# [EXERCISE TEXT]

So what does it mean to settle? I am not sure. Is it each individuals responsibility to identify what exactly they want in their lives- in a job, home, family, spouse- and refuse to accept less? Why does it feel almost selfish? And on these levels, is it perfectly okay to be selfish?
How do personal desires and pursuits correlate with living for God? I believe that God gives us the desires of our hearts. But I have also heard the saying "if you don't want to do it, its probably what God wants you to do".

Whats worse, if upon defining what I want for my life and my girls I realize that my current state is "settling"- is it my responsibility to them to create change? Is refusing to remain complacent with the life you have the hardest part of getting the life you want?

I understand the circumstances that have brought me to the place I am at. I get it. I know that life is short...real short. I want to live a full life, and a quarter of it has already come and gone...

Tuesday, March 11, 2008

I read a newspaper article about a family of six. They were driving home from a vacation in Colorado when somehow they crossed traffic and hit a semi head on. The father, son, and one daughter were killed instantly- leaving behind the mother and two daughters. In the wake of such tragedy, one of the daughters wrote in a note to her friend:

"I just pray that a lot of good can come out of this. I am so excited to see what God wanted Mom, Avery and me to live for."

# [GOAL OF THE EXERCISE]
Decide whether each statement agrees with the text on settling, answering yes or no and quoting the words of the text that decide it. (a) The family in the newspaper article was returning from a vacation in Colorado. (b) The mother was among those killed instantly in the crash. (c) The writer says a quarter of life has already passed.

# [LISTED RECORDS]

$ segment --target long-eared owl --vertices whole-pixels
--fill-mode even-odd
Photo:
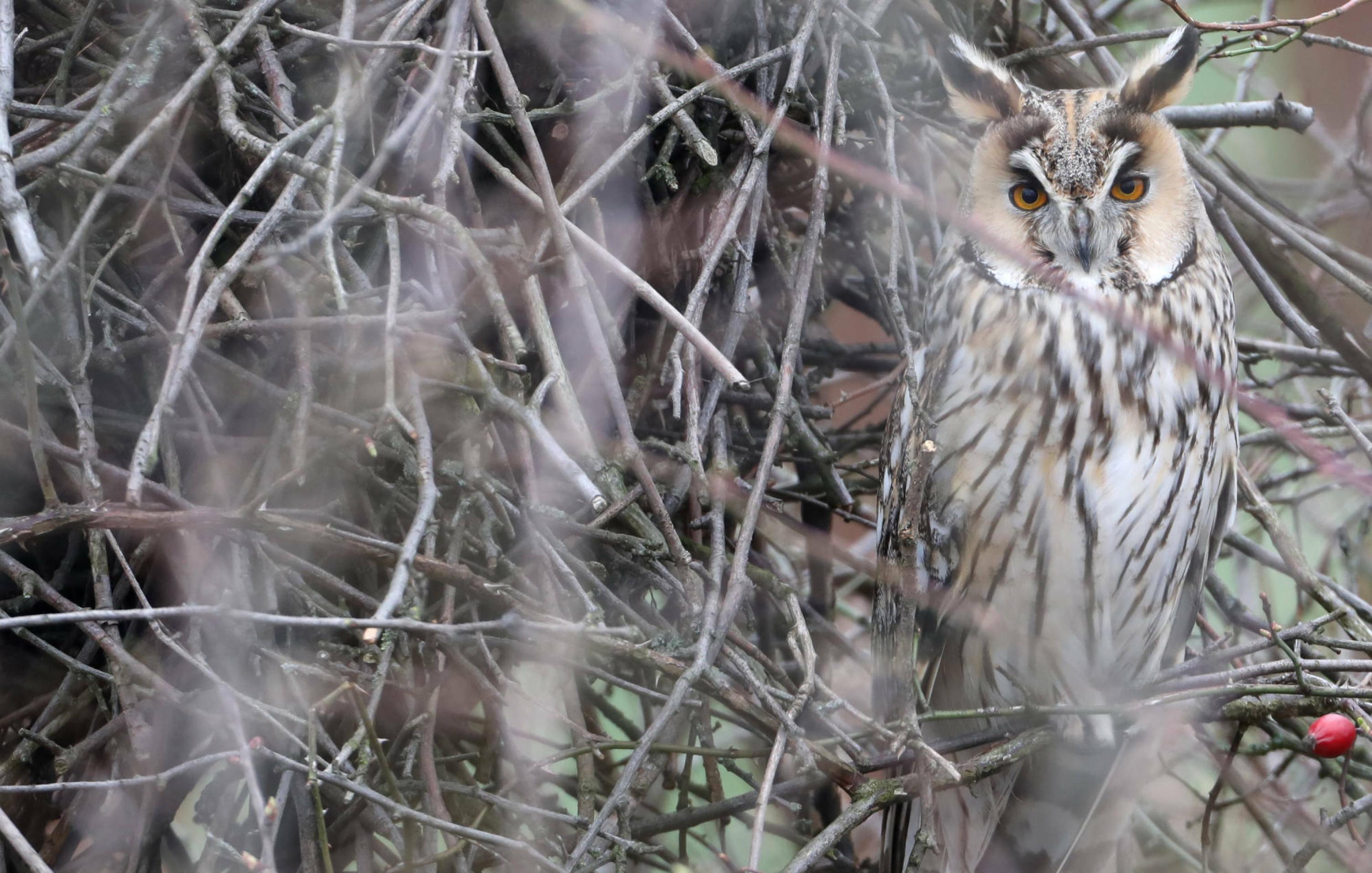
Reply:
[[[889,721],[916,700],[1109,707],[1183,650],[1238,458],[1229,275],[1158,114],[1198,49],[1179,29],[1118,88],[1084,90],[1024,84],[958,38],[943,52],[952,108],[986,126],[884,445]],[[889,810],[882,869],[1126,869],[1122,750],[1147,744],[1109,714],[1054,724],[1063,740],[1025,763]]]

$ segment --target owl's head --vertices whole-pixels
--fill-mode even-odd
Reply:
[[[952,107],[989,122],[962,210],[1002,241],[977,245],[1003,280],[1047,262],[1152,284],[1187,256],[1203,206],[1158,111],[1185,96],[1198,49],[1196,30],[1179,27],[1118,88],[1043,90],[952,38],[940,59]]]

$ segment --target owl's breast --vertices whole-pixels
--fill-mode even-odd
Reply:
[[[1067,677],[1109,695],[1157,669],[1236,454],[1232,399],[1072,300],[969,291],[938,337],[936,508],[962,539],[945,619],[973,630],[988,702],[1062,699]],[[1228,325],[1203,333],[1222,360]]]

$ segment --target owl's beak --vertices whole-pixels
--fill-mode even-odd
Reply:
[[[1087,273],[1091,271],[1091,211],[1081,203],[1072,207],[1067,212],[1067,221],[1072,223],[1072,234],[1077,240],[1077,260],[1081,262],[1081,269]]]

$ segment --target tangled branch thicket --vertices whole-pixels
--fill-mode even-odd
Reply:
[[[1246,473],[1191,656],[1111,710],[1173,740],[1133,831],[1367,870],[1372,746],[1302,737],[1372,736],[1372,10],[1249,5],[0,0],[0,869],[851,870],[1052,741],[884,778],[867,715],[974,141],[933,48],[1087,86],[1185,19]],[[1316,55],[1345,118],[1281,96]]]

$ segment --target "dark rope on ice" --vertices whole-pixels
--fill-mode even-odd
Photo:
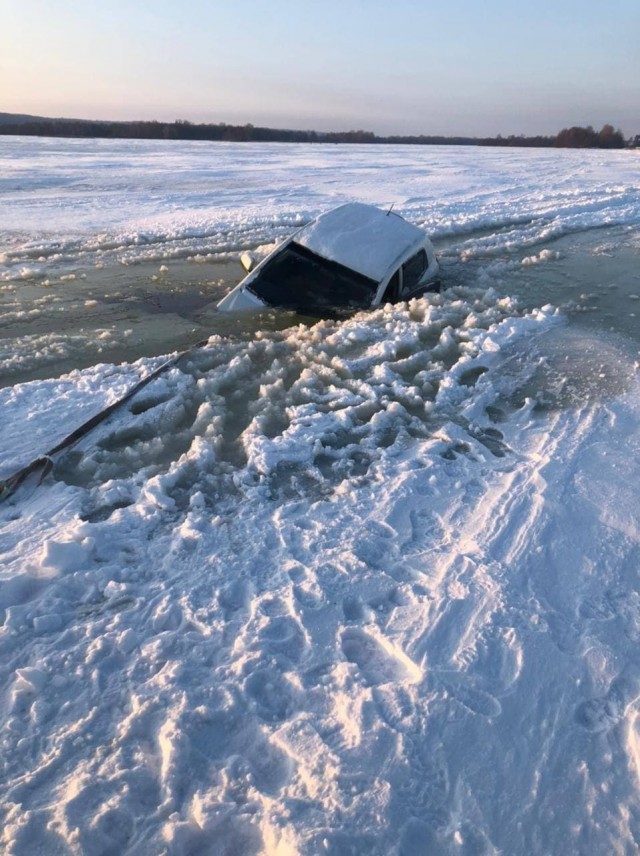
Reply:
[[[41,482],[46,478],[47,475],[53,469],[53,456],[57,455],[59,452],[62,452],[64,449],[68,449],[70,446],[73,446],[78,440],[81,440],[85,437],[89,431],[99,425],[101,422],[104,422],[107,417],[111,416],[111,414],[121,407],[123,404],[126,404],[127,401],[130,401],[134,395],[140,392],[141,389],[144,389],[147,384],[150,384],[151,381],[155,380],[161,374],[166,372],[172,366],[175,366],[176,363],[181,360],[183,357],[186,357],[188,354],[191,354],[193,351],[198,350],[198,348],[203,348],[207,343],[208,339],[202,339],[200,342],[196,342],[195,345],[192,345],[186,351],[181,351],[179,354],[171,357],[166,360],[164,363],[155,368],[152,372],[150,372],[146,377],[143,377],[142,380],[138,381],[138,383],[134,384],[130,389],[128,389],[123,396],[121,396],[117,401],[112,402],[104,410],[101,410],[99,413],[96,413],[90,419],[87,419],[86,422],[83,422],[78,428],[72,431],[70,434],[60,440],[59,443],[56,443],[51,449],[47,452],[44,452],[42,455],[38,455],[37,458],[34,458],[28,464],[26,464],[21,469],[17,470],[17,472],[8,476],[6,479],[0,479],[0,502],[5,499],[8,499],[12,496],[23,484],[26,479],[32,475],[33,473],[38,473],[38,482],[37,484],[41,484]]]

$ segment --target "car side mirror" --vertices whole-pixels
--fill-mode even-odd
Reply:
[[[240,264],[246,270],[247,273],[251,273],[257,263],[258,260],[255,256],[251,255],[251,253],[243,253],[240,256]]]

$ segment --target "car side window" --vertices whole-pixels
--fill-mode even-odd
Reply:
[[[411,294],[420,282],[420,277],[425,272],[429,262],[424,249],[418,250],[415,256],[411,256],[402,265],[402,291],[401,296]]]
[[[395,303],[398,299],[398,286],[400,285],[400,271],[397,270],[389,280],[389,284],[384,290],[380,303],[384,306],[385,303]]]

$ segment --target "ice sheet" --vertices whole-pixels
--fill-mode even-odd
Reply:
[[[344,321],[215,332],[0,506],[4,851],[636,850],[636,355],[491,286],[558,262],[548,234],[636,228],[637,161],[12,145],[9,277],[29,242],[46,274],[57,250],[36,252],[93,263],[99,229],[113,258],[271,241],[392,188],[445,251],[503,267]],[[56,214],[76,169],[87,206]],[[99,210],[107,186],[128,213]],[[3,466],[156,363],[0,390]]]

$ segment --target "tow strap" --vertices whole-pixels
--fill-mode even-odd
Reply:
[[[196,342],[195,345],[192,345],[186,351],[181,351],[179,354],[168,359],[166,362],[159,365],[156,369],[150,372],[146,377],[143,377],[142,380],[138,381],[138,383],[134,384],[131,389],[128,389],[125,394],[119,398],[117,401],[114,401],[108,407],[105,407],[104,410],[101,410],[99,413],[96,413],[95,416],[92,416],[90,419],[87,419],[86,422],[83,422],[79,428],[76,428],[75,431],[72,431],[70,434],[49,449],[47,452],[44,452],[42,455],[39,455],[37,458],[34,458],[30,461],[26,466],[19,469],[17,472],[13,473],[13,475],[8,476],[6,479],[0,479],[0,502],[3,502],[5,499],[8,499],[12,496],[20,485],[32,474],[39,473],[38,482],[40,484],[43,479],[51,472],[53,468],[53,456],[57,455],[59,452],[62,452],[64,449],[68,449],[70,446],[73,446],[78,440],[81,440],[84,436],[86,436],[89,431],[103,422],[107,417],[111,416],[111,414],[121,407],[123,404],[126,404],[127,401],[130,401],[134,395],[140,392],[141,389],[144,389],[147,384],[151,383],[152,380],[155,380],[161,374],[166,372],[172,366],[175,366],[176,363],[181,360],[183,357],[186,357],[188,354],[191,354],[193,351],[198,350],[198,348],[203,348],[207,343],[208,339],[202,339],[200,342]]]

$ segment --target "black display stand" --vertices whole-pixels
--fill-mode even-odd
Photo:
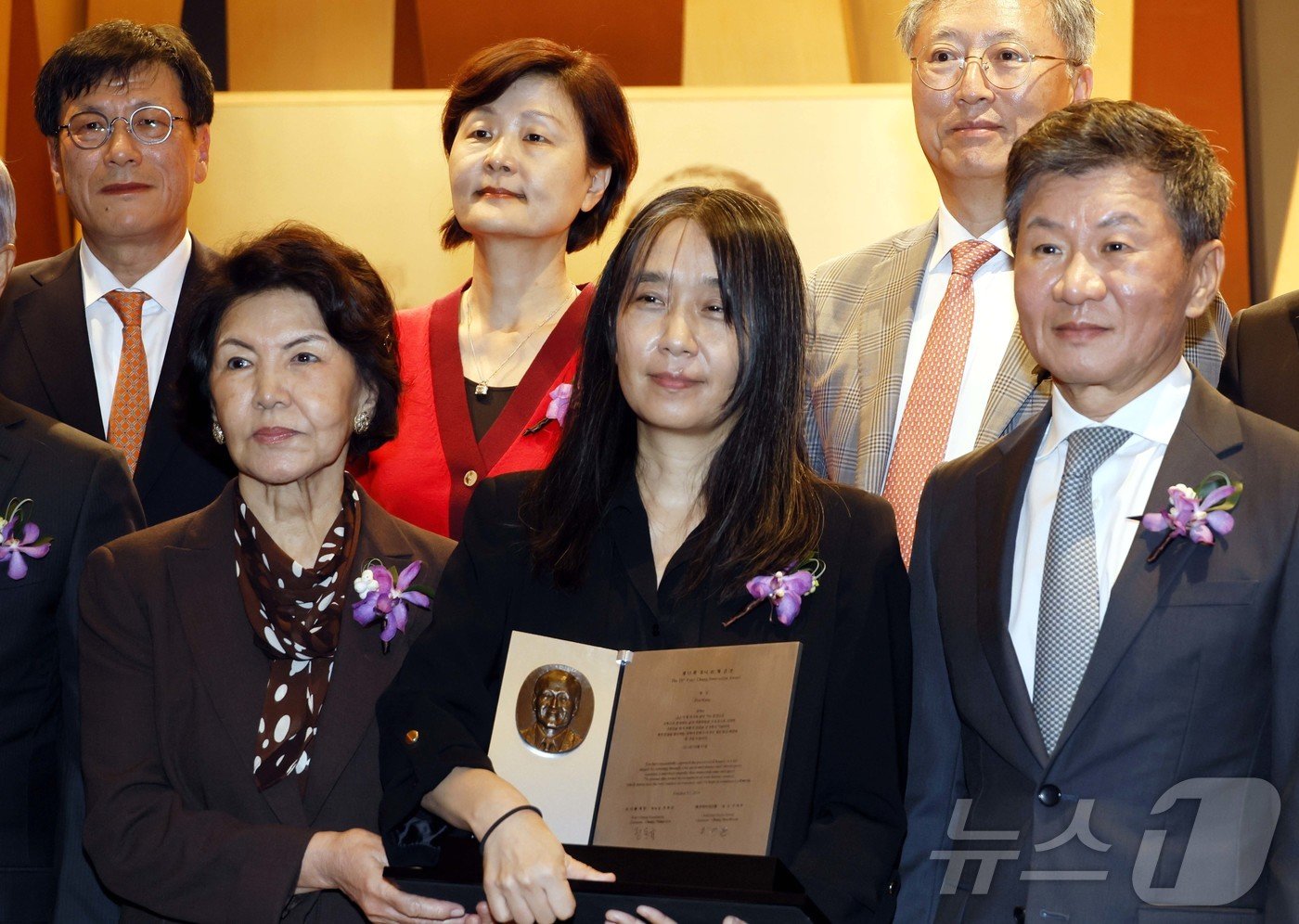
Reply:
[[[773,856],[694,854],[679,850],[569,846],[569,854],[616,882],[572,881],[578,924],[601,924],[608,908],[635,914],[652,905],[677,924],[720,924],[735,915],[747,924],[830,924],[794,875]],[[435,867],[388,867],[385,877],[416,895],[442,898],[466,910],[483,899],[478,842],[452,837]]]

# [EXERCISE SOLUTION]
(a) Yes: "They were driving home from a vacation in Colorado"
(b) No: "The father, son, and one daughter were killed instantly- leaving behind the mother and two daughters."
(c) Yes: "a quarter of it has already come and gone"